Your instructions> Reproduce exactly, and only, the lines running from the start of the entries below to the line containing "Would you kindly mark the wood grain".

Material provided>
▼▼▼

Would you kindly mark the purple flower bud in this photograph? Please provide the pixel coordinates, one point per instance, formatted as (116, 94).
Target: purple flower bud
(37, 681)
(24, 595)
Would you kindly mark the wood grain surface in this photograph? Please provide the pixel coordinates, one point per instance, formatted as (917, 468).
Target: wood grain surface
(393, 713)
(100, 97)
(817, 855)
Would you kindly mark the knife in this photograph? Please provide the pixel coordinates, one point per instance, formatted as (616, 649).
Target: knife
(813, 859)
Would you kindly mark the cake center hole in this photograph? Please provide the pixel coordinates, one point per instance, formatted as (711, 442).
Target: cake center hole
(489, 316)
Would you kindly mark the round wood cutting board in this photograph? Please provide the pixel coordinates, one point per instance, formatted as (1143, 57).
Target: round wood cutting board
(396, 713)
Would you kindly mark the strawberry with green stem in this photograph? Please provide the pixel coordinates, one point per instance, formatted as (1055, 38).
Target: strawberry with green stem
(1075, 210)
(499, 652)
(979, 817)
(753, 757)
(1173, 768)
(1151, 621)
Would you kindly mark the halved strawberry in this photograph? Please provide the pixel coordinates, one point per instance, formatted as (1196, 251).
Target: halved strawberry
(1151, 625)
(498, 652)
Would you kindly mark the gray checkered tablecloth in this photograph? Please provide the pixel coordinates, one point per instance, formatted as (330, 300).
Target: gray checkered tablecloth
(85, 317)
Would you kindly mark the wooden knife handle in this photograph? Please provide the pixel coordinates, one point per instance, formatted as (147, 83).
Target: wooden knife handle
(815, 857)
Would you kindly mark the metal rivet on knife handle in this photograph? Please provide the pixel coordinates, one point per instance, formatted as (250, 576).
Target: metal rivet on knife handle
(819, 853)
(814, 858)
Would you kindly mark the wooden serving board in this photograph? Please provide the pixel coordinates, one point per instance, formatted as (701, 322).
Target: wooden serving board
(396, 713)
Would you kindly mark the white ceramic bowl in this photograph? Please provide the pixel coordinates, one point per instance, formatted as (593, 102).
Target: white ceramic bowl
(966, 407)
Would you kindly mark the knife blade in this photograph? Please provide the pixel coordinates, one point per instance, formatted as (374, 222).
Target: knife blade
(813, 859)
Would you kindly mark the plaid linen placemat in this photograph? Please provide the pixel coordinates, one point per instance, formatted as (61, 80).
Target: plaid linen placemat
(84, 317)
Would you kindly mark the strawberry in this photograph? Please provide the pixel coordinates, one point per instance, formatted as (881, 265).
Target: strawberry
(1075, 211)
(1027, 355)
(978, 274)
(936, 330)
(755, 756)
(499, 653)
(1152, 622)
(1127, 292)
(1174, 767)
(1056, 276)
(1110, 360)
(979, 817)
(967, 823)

▲▲▲

Response to the task>
Would you kindly mark the purple flower bud in this photograph? Please provide the pixel coordinates, one point per instance, formatted as (116, 94).
Target: purple flower bud
(37, 681)
(24, 595)
Would you kindly mark the wood grain surface in this photograph? Please provide the pixel coordinates, one point per instance, formatted as (917, 468).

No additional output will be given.